+++ Data for this task +++

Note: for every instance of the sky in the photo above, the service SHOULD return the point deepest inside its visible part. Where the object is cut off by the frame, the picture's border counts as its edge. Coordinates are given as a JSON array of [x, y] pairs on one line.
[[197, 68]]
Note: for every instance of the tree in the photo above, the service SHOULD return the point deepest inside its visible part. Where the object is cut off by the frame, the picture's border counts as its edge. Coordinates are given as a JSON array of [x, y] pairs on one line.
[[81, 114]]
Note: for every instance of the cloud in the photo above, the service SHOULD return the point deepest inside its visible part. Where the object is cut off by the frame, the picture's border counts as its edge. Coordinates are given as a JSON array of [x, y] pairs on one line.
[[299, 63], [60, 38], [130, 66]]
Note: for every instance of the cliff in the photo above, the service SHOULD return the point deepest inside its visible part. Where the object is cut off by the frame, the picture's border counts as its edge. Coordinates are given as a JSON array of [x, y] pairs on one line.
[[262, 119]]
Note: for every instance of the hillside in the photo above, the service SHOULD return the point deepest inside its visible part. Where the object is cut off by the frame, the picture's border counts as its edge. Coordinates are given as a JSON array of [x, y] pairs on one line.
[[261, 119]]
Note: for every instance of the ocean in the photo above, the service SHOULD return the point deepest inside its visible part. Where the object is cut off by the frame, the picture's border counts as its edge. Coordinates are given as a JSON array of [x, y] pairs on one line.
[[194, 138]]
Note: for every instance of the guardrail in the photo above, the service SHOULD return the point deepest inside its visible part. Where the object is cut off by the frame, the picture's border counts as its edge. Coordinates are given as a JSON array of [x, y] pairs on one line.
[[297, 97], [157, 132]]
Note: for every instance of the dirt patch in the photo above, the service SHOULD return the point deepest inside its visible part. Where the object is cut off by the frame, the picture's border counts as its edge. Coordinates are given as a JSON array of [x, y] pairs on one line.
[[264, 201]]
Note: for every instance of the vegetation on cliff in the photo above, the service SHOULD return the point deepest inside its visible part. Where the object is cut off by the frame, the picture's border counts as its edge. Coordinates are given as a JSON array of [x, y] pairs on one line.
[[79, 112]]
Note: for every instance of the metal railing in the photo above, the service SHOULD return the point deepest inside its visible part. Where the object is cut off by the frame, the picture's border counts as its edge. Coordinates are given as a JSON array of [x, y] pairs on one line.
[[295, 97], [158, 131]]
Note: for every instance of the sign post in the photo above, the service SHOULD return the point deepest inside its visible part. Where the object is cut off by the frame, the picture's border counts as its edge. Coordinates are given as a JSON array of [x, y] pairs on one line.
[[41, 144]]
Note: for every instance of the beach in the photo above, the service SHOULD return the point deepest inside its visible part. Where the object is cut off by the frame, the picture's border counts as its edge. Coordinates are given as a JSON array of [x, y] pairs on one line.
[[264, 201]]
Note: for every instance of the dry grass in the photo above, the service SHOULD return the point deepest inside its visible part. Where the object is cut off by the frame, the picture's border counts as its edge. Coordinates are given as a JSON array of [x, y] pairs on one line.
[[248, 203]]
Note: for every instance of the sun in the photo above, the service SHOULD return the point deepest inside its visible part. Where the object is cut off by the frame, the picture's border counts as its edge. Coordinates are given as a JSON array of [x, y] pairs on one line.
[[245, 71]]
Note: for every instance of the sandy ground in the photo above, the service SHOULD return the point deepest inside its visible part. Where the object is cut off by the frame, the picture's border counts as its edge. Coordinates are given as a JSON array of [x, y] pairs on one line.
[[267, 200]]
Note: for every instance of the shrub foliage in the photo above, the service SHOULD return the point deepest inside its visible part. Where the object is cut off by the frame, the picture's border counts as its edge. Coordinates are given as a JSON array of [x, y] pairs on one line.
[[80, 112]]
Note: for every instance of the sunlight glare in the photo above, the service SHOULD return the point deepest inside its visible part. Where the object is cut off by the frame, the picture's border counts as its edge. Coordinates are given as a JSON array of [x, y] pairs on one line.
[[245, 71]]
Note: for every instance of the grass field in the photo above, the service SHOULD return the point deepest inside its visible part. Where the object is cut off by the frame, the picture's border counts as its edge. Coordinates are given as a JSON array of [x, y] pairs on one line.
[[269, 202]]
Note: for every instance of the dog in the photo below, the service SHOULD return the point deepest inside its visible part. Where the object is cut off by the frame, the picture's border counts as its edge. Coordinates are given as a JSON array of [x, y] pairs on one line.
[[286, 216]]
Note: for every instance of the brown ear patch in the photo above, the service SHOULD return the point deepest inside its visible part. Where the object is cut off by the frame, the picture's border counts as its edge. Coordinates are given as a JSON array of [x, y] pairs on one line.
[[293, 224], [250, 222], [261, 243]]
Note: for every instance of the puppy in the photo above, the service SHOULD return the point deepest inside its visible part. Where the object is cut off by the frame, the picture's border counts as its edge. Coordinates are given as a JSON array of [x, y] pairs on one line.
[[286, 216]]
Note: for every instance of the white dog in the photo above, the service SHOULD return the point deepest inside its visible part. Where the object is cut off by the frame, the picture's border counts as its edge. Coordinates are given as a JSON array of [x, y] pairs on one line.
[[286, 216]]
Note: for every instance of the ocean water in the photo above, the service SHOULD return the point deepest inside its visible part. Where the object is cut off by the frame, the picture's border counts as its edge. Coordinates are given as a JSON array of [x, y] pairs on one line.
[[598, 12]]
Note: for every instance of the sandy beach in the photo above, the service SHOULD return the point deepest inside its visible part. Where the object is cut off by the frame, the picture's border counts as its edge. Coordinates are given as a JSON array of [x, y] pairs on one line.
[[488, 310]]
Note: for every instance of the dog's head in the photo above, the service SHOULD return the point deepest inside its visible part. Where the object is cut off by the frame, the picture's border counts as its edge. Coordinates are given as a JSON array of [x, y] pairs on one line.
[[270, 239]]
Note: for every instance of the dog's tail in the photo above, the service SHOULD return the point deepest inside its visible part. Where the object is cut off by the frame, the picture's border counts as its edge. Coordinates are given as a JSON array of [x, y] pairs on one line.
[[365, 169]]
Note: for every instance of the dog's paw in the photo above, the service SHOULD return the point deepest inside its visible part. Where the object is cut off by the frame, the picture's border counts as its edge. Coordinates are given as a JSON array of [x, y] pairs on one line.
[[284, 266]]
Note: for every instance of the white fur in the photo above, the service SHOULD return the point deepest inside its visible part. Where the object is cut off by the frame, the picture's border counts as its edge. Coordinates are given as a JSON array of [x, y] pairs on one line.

+++

Goal of the exercise: So that nothing is lost, please reproduce each entry exactly as written.

Response for this exercise:
Note: for every instance of the sky in the photo above, the service SHOULD return the point deepest inside its visible part. Where the object is cut off by the frame, the picture's border counts as its edge. Coordinates are given as a JSON array of [x, y] pairs on one line.
[[197, 68]]
Note: for every instance of the tree in the photo above, the service SHOULD return the point deepest inside its visible part. Where the object is cut off by the frame, the picture's border counts as its edge. Coordinates are given as a JSON array of [x, y] pairs on one line.
[[81, 114]]
Note: for every instance of the cloud in the photo above, the service SHOULD return the point deepest inside its visible part. Where the object is cut off by the frame, the picture's border counts as its edge. Coordinates are given as a JSON array of [x, y] pairs on one line.
[[299, 63], [60, 38], [130, 66]]
Note: for every instance of the cliff in the photo above, the service SHOULD return the point deepest inside its visible part. Where the object is cut off by the frame, the picture's border counts as its edge. Coordinates are given as a JSON array of [x, y] pairs on one line.
[[262, 119]]
Note: for every instance of the hillside in the photo above, the service SHOULD return the point deepest inside its visible part. Where the object is cut off by the frame, the picture's border counts as its edge. Coordinates are given as a JSON array of [x, y] pairs on one line.
[[261, 119]]
Note: for every instance of the ocean in the photo above, the service SHOULD return the point deepest inside its visible part. Where the object is cut off by the frame, the picture's border counts as its edge. Coordinates are given as a JSON array of [x, y] pairs on one line.
[[194, 138]]
Note: for every instance of the guardrail in the photo above, the service SHOULD return the point deepest inside its visible part. Where the object is cut off by the frame, the picture's border counts as its edge. Coordinates are given as a JSON array of [x, y] pairs on one line.
[[297, 97], [157, 132]]
Note: for every instance of the dirt patch in the photo above, the service SHOULD return the point deepest inside its visible part. Where the object is cut off by the frame, the picture's border counts as its edge. Coordinates are given as a JSON array of [x, y] pairs on one line.
[[264, 201]]
Note: for every instance of the vegetation on cliff in the photo above, the service SHOULD return the point deepest inside its visible part. Where the object is cut off by the frame, the picture's border counts as its edge. Coordinates are given as a JSON array of [x, y] pairs on one line.
[[79, 112]]
Note: for every instance of the metal railing in the photo above, the service SHOULD return the point deepest inside its visible part. Where the object is cut off by the frame, the picture's border counts as its edge. Coordinates are given as a JSON array of [x, y] pairs on one line.
[[295, 97], [158, 131]]
Note: for every instance of the sign post in the photo above, the service SHOULD return the point deepest inside its visible part. Where the object is cut off by the frame, the picture's border counts as its edge. Coordinates are given as a JSON array of [x, y] pairs on one line.
[[41, 144]]
Note: for every instance of the beach in the photo above, the service SHOULD return the point deepest inside its visible part. Where the object is cut off by the frame, the picture's border counts as its edge. Coordinates are given as a JSON array of [x, y] pairs on one line.
[[264, 201]]
Note: for every instance of the dry grass in the photo above, the service SHOULD return the point deepest inside its visible part. Where the object is cut off by the frame, the picture's border counts as its edge. Coordinates are given as a JSON array of [x, y] pairs on one line.
[[248, 203]]
Note: for every instance of the sun in the photo above, the service SHOULD return the point deepest inside its visible part. Where the object is cut off by the frame, the picture's border counts as its edge. Coordinates are given as a JSON array of [x, y] pairs on one line.
[[245, 71]]
Note: for every instance of the sandy ground in the photo above, the service SHOULD return the point deepest inside its visible part. Where the object is cut off by the frame, the picture's border counts as its edge. Coordinates are given as a JSON array of [x, y] pairs on one line.
[[267, 200]]
Note: for every instance of the shrub foliage in the photo above, the service SHOULD return the point deepest inside its visible part. Where the object is cut off by the frame, the picture's border counts as its edge. Coordinates are given as a JSON array of [x, y] pairs on one line.
[[80, 112]]
Note: for every instance of the sunlight glare in the photo above, the service SHOULD return the point deepest inside its visible part. Where the object is cut off by the frame, the picture's border counts as its edge. Coordinates are given as a JSON array of [x, y] pairs on one line.
[[245, 71]]
Note: for every instance of the grass field in the photo above, the service SHOULD return the point deepest inside its visible part. Where the object is cut off by the frame, the picture's border counts as its edge. Coordinates are given as a JSON array of [x, y] pairs on one line.
[[269, 202]]
Note: for every instance of the dog in the photo below, the service SHOULD return the point deepest inside its visible part. Where the object is cut off by the frame, the picture's border counts as its edge. Coordinates are given as a JSON array of [x, y] pairs on one line.
[[286, 216]]
Note: for every instance of the brown ear patch in the photo above, the service SHOULD return the point deepest inside its visible part. Where the object is cut off by the frame, the picture's border counts as its edge. Coordinates are given as a JSON array of [x, y] pairs on one line.
[[293, 224], [250, 222], [261, 243]]
Note: for every instance of the puppy in the photo above, the service SHOULD return the point deepest inside its visible part. Where the object is cut off by the frame, the picture's border counts as its edge. Coordinates are given as a JSON array of [x, y] pairs on one line.
[[286, 216]]
Note: for every instance of the white dog in the photo above, the service SHOULD return the point deepest inside its visible part. Where the object is cut off by the frame, the picture's border counts as its edge. Coordinates are given as a JSON array of [x, y] pairs on one line.
[[286, 216]]
Note: for every instance of the ocean water in the photo above, the service SHOULD return the point deepest inside its visible part. Where the object is cut off by the frame, the picture's border counts as its edge. Coordinates are given as a JSON array of [x, y] pairs on one line.
[[598, 12]]
Note: for every instance of the sandy beach in the photo above, the service SHOULD return the point deepest inside its visible part. Where the object is cut off by the frame, the picture's border counts as its edge. Coordinates are given as a JSON array of [x, y] pairs on one line.
[[488, 310]]
Note: for every instance of the dog's head in the photo above, the service SHOULD return the point deepest inside its visible part. Where the object is cut off by the frame, the picture's border counts as its edge. Coordinates are given as a JSON array of [x, y] pairs on one line.
[[270, 239]]
Note: for every instance of the dog's tail in the photo above, the service SHOULD return the point deepest inside its visible part. Where the object is cut off by the frame, the picture's border counts as its edge. Coordinates are given as a JSON array of [x, y] pairs on one line.
[[365, 169]]
Note: for every instance of the dog's paw in the photo above, the service SHOULD return the point deepest inside its visible part. Where the object is cut off by the frame, the picture's border counts as its edge. Coordinates are given as a JSON array of [x, y] pairs on one line.
[[284, 266]]
Note: for every instance of the white fur in the photo above, the service SHOULD return the point deepest inside its visible part. Where the object is cut off by the frame, the picture's border counts as its edge. Coordinates are given as a JSON array of [x, y] pairs on one line.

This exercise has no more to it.